• Given instruction:
Copy out every line of the records below, word for word and character for character, without changing anything.

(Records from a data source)
○ ○ ○ ○ ○ ○ ○

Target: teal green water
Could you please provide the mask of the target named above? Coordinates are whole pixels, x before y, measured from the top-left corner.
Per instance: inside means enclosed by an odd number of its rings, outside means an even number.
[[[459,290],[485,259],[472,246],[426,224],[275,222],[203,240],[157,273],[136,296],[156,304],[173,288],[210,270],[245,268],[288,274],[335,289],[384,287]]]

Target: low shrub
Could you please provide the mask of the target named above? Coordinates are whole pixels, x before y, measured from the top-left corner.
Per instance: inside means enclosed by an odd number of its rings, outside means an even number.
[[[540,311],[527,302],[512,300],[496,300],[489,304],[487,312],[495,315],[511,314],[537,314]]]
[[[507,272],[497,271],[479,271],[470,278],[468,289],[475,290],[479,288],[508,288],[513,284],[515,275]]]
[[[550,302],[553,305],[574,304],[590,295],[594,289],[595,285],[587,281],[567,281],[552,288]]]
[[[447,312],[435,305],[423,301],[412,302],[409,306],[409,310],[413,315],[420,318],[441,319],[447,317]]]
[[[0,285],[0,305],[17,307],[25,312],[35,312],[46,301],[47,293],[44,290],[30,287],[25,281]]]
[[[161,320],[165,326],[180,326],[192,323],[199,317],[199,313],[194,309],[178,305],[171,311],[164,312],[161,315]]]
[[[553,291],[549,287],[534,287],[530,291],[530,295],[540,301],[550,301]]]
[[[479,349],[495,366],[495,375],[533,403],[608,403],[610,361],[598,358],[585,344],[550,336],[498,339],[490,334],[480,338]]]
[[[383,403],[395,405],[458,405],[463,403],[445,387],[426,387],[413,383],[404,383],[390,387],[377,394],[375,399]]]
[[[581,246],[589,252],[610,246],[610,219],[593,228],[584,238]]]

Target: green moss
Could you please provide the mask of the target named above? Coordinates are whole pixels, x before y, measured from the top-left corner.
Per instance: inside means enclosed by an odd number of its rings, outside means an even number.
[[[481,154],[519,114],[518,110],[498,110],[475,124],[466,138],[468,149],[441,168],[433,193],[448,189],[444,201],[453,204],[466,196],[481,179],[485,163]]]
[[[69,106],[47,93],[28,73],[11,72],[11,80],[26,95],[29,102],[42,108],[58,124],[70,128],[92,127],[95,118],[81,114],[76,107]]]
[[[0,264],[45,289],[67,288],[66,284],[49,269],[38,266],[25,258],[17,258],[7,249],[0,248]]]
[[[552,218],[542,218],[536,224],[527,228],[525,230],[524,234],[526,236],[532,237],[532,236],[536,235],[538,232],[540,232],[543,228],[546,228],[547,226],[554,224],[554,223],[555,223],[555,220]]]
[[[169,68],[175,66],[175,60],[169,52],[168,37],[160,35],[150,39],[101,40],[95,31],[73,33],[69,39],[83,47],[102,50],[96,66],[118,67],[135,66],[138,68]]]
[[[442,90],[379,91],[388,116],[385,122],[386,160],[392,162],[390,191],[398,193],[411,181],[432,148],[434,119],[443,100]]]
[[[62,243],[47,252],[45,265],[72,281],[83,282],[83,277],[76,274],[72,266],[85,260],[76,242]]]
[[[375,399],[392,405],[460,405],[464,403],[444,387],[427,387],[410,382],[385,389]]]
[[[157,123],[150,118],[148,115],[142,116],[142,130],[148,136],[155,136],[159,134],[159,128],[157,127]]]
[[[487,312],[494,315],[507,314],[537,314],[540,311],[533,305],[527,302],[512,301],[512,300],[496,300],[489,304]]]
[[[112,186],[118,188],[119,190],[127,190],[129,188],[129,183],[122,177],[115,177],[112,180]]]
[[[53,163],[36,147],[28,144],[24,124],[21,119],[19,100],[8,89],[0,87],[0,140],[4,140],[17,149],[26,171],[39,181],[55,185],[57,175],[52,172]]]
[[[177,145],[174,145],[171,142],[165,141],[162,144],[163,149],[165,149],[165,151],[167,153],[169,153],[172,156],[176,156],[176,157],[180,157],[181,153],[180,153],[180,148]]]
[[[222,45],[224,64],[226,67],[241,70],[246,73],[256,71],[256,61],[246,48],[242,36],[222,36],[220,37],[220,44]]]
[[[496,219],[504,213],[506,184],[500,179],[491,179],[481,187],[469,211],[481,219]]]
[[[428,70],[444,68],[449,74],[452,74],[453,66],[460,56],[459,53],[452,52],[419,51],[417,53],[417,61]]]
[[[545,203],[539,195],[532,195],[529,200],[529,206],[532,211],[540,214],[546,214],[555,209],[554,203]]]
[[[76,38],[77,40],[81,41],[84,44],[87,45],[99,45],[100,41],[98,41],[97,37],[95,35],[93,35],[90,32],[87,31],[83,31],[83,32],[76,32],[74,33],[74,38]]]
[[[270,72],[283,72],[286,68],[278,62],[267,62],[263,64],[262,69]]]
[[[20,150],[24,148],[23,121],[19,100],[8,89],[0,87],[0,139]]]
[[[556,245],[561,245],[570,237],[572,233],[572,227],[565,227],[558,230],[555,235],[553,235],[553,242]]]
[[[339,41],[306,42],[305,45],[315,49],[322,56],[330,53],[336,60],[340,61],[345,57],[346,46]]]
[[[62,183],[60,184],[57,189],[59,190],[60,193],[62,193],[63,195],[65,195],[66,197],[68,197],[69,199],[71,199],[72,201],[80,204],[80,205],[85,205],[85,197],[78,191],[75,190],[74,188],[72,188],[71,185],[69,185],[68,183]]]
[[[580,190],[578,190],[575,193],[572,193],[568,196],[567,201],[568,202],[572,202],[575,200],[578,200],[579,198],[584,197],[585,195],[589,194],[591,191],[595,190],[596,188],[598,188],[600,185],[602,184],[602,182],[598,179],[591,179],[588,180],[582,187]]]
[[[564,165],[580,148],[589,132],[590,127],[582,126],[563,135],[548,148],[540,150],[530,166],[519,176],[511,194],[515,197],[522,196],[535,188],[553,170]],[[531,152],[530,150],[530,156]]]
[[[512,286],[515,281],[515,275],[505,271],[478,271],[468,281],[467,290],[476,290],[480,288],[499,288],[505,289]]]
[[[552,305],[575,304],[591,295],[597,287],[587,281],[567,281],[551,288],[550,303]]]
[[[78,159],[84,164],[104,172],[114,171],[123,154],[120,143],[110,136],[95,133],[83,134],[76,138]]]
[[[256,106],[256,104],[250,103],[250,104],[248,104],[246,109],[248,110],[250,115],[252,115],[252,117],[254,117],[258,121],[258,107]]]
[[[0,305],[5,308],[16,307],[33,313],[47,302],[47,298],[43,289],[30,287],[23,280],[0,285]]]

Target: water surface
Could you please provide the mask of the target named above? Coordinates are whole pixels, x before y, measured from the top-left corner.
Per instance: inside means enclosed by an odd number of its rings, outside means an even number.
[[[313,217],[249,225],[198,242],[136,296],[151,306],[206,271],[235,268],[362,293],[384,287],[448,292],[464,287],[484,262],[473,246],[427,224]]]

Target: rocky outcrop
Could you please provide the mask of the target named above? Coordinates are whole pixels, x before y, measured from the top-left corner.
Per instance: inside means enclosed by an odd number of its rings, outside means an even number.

○ ○ ○ ○ ○ ○ ○

• Complete response:
Target: teal green water
Could you please provide the mask of the target named above? Coordinates are whole pixels, x before y, measured from the top-left corner.
Per instance: inside means enclosed by an odd number of its rings, outside means an even number.
[[[459,290],[485,259],[472,246],[426,224],[275,222],[203,240],[157,273],[136,296],[156,304],[173,288],[210,270],[245,268],[288,274],[335,289],[384,287]]]

Target: low shrub
Could you please provide the mask of the target named above? Coordinates are whole pixels, x before y, measured from the top-left corner.
Per instance: inside means enclosed by an odd number of its rings, outside means an even number.
[[[540,311],[527,302],[512,300],[496,300],[489,304],[487,312],[495,315],[511,314],[537,314]]]
[[[507,272],[497,271],[479,271],[470,278],[468,289],[475,290],[479,288],[508,288],[513,284],[515,275]]]
[[[550,302],[553,305],[574,304],[590,295],[594,289],[595,285],[587,281],[567,281],[552,288]]]
[[[447,312],[435,305],[423,301],[412,302],[409,306],[409,310],[413,315],[420,318],[441,319],[447,317]]]
[[[0,285],[0,305],[17,307],[25,312],[35,312],[46,301],[47,293],[44,290],[30,287],[25,281]]]
[[[161,320],[165,326],[180,326],[192,323],[199,317],[199,313],[194,309],[178,305],[171,311],[164,312],[161,315]]]
[[[553,291],[549,287],[534,287],[530,291],[530,295],[540,301],[550,301]]]
[[[479,349],[495,366],[495,375],[533,403],[608,403],[610,361],[598,358],[585,344],[550,336],[498,339],[490,334],[480,338]]]
[[[383,403],[395,405],[458,405],[463,403],[445,387],[426,387],[413,383],[404,383],[390,387],[377,394],[375,399]]]
[[[581,246],[589,252],[610,246],[610,219],[593,228],[584,238]]]

Target: green moss
Could you please provide the mask of the target named above? Coordinates are whole pixels, x before y, measured from the top-left corner.
Per instance: inside means enclosed by an odd number of its rings, outside means an even number.
[[[481,154],[519,114],[518,110],[498,110],[475,124],[466,138],[468,149],[441,168],[433,193],[448,189],[444,201],[453,204],[466,196],[481,179],[485,163]]]
[[[69,106],[47,93],[28,73],[11,72],[11,80],[26,95],[29,102],[42,108],[58,124],[70,128],[92,127],[95,118],[81,114],[76,107]]]
[[[0,264],[45,289],[67,288],[66,284],[49,269],[38,266],[25,258],[17,258],[7,249],[0,248]]]
[[[552,218],[542,218],[536,224],[527,228],[525,230],[524,234],[526,236],[532,237],[532,236],[536,235],[538,232],[540,232],[543,228],[546,228],[547,226],[554,224],[554,223],[555,223],[555,220]]]
[[[169,68],[175,66],[175,60],[169,52],[168,37],[160,35],[150,39],[101,40],[95,31],[73,33],[69,39],[83,47],[102,50],[96,66],[118,67],[135,66],[138,68]]]
[[[442,90],[379,91],[388,116],[385,122],[386,160],[392,162],[390,191],[398,193],[411,181],[432,148],[434,119],[443,100]]]
[[[62,243],[47,252],[45,265],[72,281],[83,282],[83,277],[76,274],[72,266],[85,260],[76,242]]]
[[[375,399],[392,405],[460,405],[464,403],[444,387],[427,387],[410,382],[385,389]]]
[[[157,123],[150,118],[148,115],[142,116],[142,130],[148,136],[155,136],[159,134],[159,128],[157,127]]]
[[[487,312],[494,315],[507,314],[537,314],[540,311],[533,305],[527,302],[512,301],[512,300],[496,300],[489,304]]]
[[[112,186],[118,188],[119,190],[127,190],[129,188],[129,183],[122,177],[115,177],[112,180]]]
[[[53,163],[36,147],[28,144],[24,124],[21,119],[19,100],[8,89],[0,87],[0,140],[4,140],[17,149],[26,171],[39,181],[55,185],[57,175],[52,172]]]
[[[177,145],[174,145],[171,142],[165,141],[162,144],[163,149],[165,149],[165,151],[167,153],[169,153],[172,156],[176,156],[176,157],[180,157],[181,153],[180,153],[180,148]]]
[[[222,45],[224,64],[226,67],[241,70],[246,73],[256,71],[256,61],[246,48],[242,36],[222,36],[220,37],[220,44]]]
[[[496,219],[504,213],[506,184],[500,179],[491,179],[481,187],[469,211],[481,219]]]
[[[428,70],[444,68],[449,74],[452,74],[453,66],[460,56],[459,53],[452,52],[419,51],[417,53],[417,61]]]
[[[545,203],[539,195],[532,195],[529,200],[529,206],[532,211],[540,214],[546,214],[555,209],[554,203]]]
[[[76,38],[77,40],[81,41],[84,44],[87,45],[99,45],[100,41],[98,41],[97,37],[95,35],[93,35],[90,32],[87,31],[83,31],[83,32],[76,32],[74,33],[74,38]]]
[[[270,72],[283,72],[286,68],[278,62],[267,62],[263,64],[262,69]]]
[[[20,150],[24,148],[23,121],[19,100],[8,89],[0,87],[0,139]]]
[[[556,245],[561,245],[570,237],[572,233],[572,227],[565,227],[558,230],[555,235],[553,235],[553,242]]]
[[[339,41],[306,42],[305,45],[315,49],[322,56],[330,53],[336,60],[340,61],[345,57],[346,46]]]
[[[62,183],[60,184],[57,189],[59,190],[60,193],[62,193],[63,195],[65,195],[66,197],[68,197],[69,199],[71,199],[72,201],[80,204],[80,205],[85,205],[85,197],[78,191],[75,190],[74,188],[72,188],[71,185],[69,185],[68,183]]]
[[[580,190],[578,190],[575,193],[572,193],[568,196],[567,201],[568,202],[572,202],[575,200],[578,200],[579,198],[584,197],[585,195],[589,194],[591,191],[595,190],[596,188],[598,188],[600,185],[602,184],[602,182],[598,179],[591,179],[588,180],[582,187]]]
[[[564,165],[580,148],[589,132],[590,127],[582,126],[563,135],[548,148],[540,150],[530,166],[519,176],[511,194],[515,197],[522,196],[535,188],[553,170]],[[531,152],[530,150],[530,156]]]
[[[512,286],[515,281],[515,275],[505,271],[478,271],[468,281],[467,290],[476,290],[480,288],[499,288],[505,289]]]
[[[552,305],[575,304],[591,295],[597,287],[587,281],[567,281],[551,288],[550,303]]]
[[[78,159],[84,164],[104,172],[114,171],[123,154],[120,143],[110,136],[95,133],[83,134],[76,138]]]
[[[256,106],[256,104],[250,103],[250,104],[248,104],[246,109],[248,110],[250,115],[252,115],[252,117],[254,117],[258,121],[258,107]]]
[[[0,305],[5,308],[16,307],[33,313],[47,302],[47,298],[43,289],[30,287],[23,280],[0,285]]]

Target: water surface
Could you please provide the mask of the target named above? Coordinates are whole pixels, x before y, measured from the top-left corner.
Per instance: inside means enclosed by an odd number of its rings, outside means an even number.
[[[313,217],[249,225],[198,242],[136,296],[151,306],[206,271],[235,268],[362,293],[384,287],[448,292],[464,287],[484,262],[473,246],[427,224]]]

Target: rocky outcrop
Could you please provide the mask of the target named above? Coordinates are whole pixels, x before y, measured from the top-left corner.
Per instance: inside means enclosed by an odd number of its rings, outside means an even number.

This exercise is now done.